[Entries from a point annotation set]

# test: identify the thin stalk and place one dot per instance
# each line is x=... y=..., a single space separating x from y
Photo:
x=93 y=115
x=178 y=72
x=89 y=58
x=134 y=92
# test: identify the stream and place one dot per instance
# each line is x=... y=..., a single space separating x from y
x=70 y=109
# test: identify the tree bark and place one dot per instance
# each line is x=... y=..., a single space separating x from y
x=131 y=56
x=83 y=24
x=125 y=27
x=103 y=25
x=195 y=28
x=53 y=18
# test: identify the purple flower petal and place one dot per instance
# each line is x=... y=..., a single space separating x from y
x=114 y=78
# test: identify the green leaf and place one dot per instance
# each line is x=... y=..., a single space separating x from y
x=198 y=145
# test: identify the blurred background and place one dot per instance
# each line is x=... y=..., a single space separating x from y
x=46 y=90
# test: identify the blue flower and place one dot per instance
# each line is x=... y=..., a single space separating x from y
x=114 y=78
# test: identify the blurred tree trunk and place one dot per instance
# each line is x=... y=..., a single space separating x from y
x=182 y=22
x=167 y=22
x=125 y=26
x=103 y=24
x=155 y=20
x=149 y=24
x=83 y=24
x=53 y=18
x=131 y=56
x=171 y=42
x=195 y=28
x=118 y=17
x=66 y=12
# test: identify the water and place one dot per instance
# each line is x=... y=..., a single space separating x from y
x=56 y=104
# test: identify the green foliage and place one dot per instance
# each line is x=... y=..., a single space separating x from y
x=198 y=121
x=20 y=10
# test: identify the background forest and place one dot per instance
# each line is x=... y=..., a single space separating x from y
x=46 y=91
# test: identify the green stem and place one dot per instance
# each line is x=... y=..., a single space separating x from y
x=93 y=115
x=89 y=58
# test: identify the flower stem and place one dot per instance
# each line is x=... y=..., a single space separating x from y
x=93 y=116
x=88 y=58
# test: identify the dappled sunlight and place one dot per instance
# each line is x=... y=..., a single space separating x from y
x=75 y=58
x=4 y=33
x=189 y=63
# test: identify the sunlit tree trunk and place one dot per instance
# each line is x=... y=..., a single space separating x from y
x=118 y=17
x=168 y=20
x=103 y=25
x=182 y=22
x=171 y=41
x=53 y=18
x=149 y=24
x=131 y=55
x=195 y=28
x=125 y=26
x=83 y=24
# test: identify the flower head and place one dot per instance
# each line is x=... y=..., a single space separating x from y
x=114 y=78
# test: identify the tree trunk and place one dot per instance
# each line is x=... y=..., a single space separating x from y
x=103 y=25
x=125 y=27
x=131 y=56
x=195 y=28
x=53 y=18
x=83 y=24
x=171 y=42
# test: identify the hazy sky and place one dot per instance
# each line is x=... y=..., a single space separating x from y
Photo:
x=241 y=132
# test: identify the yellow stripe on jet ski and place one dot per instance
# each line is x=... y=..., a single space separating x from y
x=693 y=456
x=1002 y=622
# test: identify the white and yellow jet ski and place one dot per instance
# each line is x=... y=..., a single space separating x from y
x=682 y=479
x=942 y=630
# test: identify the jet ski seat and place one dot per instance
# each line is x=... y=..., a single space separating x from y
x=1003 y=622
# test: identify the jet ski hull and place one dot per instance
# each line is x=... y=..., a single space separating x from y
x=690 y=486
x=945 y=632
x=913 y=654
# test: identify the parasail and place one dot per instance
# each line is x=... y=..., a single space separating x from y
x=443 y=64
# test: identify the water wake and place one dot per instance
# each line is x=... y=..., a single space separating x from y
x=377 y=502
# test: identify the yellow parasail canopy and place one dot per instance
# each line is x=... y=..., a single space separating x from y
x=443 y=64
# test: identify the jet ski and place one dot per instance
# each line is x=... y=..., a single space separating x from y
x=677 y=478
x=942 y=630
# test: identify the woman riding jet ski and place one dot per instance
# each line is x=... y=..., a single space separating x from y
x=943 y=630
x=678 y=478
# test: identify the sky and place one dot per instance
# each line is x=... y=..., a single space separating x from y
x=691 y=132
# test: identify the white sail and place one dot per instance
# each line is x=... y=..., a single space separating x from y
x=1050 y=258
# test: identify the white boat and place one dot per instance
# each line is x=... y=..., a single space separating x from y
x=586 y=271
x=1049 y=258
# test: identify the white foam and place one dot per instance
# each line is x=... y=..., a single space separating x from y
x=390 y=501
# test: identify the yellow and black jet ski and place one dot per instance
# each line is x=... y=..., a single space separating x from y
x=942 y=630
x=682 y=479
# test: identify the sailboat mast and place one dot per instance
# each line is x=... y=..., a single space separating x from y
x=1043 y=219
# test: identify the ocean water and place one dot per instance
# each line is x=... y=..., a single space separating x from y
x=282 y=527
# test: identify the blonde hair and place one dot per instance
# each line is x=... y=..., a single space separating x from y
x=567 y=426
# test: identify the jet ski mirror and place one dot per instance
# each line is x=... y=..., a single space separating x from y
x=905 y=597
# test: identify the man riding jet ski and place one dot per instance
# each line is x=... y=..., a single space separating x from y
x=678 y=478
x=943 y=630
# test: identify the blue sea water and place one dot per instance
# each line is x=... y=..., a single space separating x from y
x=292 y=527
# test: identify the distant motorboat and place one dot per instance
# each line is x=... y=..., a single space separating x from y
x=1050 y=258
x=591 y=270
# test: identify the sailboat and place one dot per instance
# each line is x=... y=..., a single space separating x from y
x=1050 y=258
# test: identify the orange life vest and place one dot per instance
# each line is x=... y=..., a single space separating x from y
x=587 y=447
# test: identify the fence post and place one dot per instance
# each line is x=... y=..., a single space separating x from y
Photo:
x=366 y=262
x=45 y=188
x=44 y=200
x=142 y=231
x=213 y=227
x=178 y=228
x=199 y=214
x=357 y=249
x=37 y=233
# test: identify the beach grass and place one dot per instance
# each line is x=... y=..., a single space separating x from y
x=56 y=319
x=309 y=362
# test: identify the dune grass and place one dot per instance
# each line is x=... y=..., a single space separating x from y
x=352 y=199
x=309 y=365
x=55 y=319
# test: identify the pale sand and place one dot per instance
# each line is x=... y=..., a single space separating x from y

**The exercise**
Rewrite these lines as a numbered list, leaving out any blank lines.

**Result**
1. # test: identify the thin stalk and place one dot per instance
2. # each line is x=... y=..., a single space separating x from y
3. Photo:
4. x=93 y=115
5. x=178 y=72
6. x=89 y=58
7. x=134 y=92
8. # test: identify the stream and place one dot per instance
9. # each line is x=... y=..., a single space separating x from y
10. x=70 y=109
11. # test: identify the tree bark and place one dot per instance
12. # each line is x=... y=..., a single space separating x from y
13. x=131 y=56
14. x=83 y=24
15. x=125 y=27
16. x=103 y=25
17. x=195 y=28
18. x=53 y=18
19. # test: identify the purple flower petal and place one dot per instance
20. # each line is x=... y=..., a single space separating x from y
21. x=114 y=78
22. # test: identify the green leaf and place one dot per instance
23. # each line is x=... y=..., a single space separating x from y
24. x=198 y=145
25. # test: identify the blurred background and place one dot per instance
26. # each line is x=... y=..., a single space separating x from y
27. x=46 y=90
28. # test: identify the blue flower and place one dot per instance
29. # each line is x=... y=..., a single space separating x from y
30. x=114 y=78
31. # test: identify the blurred tree trunk and place one dot per instance
32. # each line is x=... y=..., a single space separating x from y
33. x=182 y=22
34. x=167 y=22
35. x=125 y=26
36. x=103 y=24
37. x=155 y=20
38. x=149 y=24
39. x=83 y=24
40. x=53 y=18
41. x=131 y=56
42. x=171 y=42
43. x=195 y=28
44. x=118 y=17
45. x=66 y=12
46. # test: identify the water and place one dot per instance
47. # each line is x=... y=..., a single space separating x from y
48. x=56 y=104
49. # test: identify the green foliage and place one dot per instance
50. # each line is x=... y=..., a single space separating x from y
51. x=198 y=121
52. x=20 y=10
53. # test: identify the background forest and place one dot per instance
54. # each line is x=... y=..., a single space separating x from y
55. x=46 y=91
56. # test: identify the green stem and place one dot per instance
57. # each line is x=... y=..., a single space separating x from y
58. x=93 y=115
59. x=89 y=58
60. # test: identify the flower stem and place one dot per instance
61. # each line is x=... y=..., a single space separating x from y
62. x=93 y=116
63. x=88 y=58
64. # test: identify the dappled sunlight and place one dot per instance
65. # each line is x=... y=..., a single space separating x from y
66. x=75 y=58
67. x=4 y=33
68. x=189 y=63
69. # test: identify the sunlit tree trunk and place one dot per instance
70. # each line is x=... y=..., a single space separating x from y
71. x=118 y=17
72. x=168 y=20
73. x=103 y=25
74. x=182 y=22
75. x=171 y=41
76. x=53 y=18
77. x=149 y=24
78. x=131 y=55
79. x=195 y=28
80. x=125 y=26
81. x=83 y=24
82. # test: identify the flower head and place one dot per instance
83. # each line is x=... y=..., a single space separating x from y
84. x=114 y=78
85. # test: identify the tree trunk and place one dot per instance
86. # each line is x=... y=..., a single space separating x from y
87. x=103 y=25
88. x=125 y=27
89. x=131 y=56
90. x=195 y=28
91. x=53 y=18
92. x=83 y=24
93. x=171 y=42
94. # test: identify the hazy sky and place one dot per instance
95. # each line is x=... y=..., a single space separating x from y
96. Photo:
97. x=241 y=132
98. # test: identify the yellow stripe on jet ski and place one dot per instance
99. # each line is x=... y=..., a single space separating x from y
100. x=693 y=456
101. x=1002 y=622
102. # test: identify the white and yellow jet ski and place one dot per instance
103. # each line is x=... y=..., a single space separating x from y
104. x=682 y=479
105. x=942 y=630
106. # test: identify the jet ski seat and place one dot per instance
107. # each line is x=... y=..., a single space separating x from y
108. x=1003 y=622
109. # test: identify the jet ski hull and place one dot per instance
110. # each line is x=... y=..., a single space separating x from y
111. x=690 y=486
112. x=945 y=632
113. x=913 y=654
114. # test: identify the parasail and place one dot per instance
115. # each line is x=... y=..., a single space separating x from y
116. x=443 y=64
117. # test: identify the water wake and place one dot per instance
118. # each line is x=... y=..., a single space separating x from y
119. x=377 y=502
120. # test: identify the yellow parasail canopy and place one dot per instance
121. # each line is x=... y=..., a single space separating x from y
122. x=443 y=64
123. # test: identify the jet ski and place one dot per instance
124. # each line is x=... y=..., a single space separating x from y
125. x=677 y=478
126. x=942 y=630
127. # test: identify the woman riding jet ski and place one dot per instance
128. # each line is x=... y=..., a single space separating x from y
129. x=943 y=630
130. x=678 y=478
131. # test: identify the sky and place one dot per instance
132. # each line is x=... y=..., a single space separating x from y
133. x=691 y=132
134. # test: identify the white sail and place one dot per instance
135. # each line is x=... y=..., a single space separating x from y
136. x=1050 y=258
137. # test: identify the white boat and place one dot per instance
138. # each line is x=... y=..., a single space separating x from y
139. x=586 y=271
140. x=1049 y=258
141. # test: identify the white foam and place one dot per instance
142. # each line is x=... y=..., a single space separating x from y
143. x=390 y=501
144. # test: identify the yellow and black jet ski and place one dot per instance
145. # each line is x=... y=..., a single space separating x from y
146. x=942 y=630
147. x=682 y=479
148. # test: identify the sailboat mast and place one dot per instance
149. # each line is x=... y=..., a single space separating x from y
150. x=1043 y=219
151. # test: identify the ocean water and place one dot per instance
152. # each line is x=... y=..., a single space separating x from y
153. x=282 y=527
154. # test: identify the blonde hair and place one dot per instance
155. # each line is x=... y=..., a single space separating x from y
156. x=567 y=426
157. # test: identify the jet ski mirror and place one dot per instance
158. # each line is x=... y=..., a single space separating x from y
159. x=905 y=597
160. # test: identify the man riding jet ski and place one dot per instance
161. # each line is x=... y=..., a single space separating x from y
162. x=678 y=478
163. x=943 y=630
164. # test: identify the blue sea water and place one dot per instance
165. # each line is x=... y=..., a single space separating x from y
166. x=292 y=527
167. # test: identify the distant motorboat and place one dot per instance
168. # each line is x=... y=..., a single space separating x from y
169. x=1050 y=258
170. x=591 y=270
171. # test: identify the sailboat and place one dot per instance
172. # each line is x=... y=..., a single space separating x from y
173. x=1050 y=258
174. # test: identify the orange life vest and place one dot per instance
175. # each line is x=... y=..., a single space separating x from y
176. x=587 y=447
177. # test: identify the fence post and place one dot per instance
178. # each line is x=... y=..., a single space separating x from y
179. Photo:
180. x=366 y=262
181. x=45 y=188
182. x=44 y=200
183. x=142 y=231
184. x=213 y=227
185. x=178 y=228
186. x=199 y=214
187. x=357 y=249
188. x=37 y=233
189. # test: identify the beach grass and place one dot per instance
190. # each line is x=... y=..., a single space separating x from y
191. x=56 y=319
192. x=309 y=362
193. # test: identify the dune grass and place one dot per instance
194. # each line is x=... y=..., a single space separating x from y
195. x=352 y=199
196. x=309 y=365
197. x=55 y=319
198. # test: identify the pale sand and place one dot per instance
199. # each line is x=... y=..., a single space separating x from y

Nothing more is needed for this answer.